> _Exercise task_: Below, copy out word for word the stretch of the records from the line containing "Question. Put a marker on each instance of the closet interior" through the end of the records.

> _Task data_:
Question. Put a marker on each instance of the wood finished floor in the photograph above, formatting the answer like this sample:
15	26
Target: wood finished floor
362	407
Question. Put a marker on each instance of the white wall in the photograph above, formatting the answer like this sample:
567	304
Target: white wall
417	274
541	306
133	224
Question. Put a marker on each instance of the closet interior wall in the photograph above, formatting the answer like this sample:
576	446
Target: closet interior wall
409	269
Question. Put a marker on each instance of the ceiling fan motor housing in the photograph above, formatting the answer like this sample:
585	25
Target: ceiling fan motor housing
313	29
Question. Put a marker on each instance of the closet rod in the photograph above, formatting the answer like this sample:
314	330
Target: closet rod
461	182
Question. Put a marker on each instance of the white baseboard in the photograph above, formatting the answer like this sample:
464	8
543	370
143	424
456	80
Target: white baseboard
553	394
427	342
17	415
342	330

> _Answer_:
Question. Put a marker on each instance of the closet interior wall in the photograph above, formatting the answer like this sample:
576	446
Target: closet interior wall
409	269
Question. Put a marker on each instance of the ceiling fan motor housing in the photograph above, formatting the answer like this sample:
585	25
Target: ceiling fan motor housing
313	29
Question. Put a marker on each instance of the closet rod in the photograph above, formatting the answer like this sample:
314	330
Target: closet rod
461	182
Question. Put a marker on each instance of the white baseboard in the photograph above, formatting the answer like this sample:
464	8
543	370
143	424
456	80
Target: white baseboard
553	394
427	342
17	415
342	330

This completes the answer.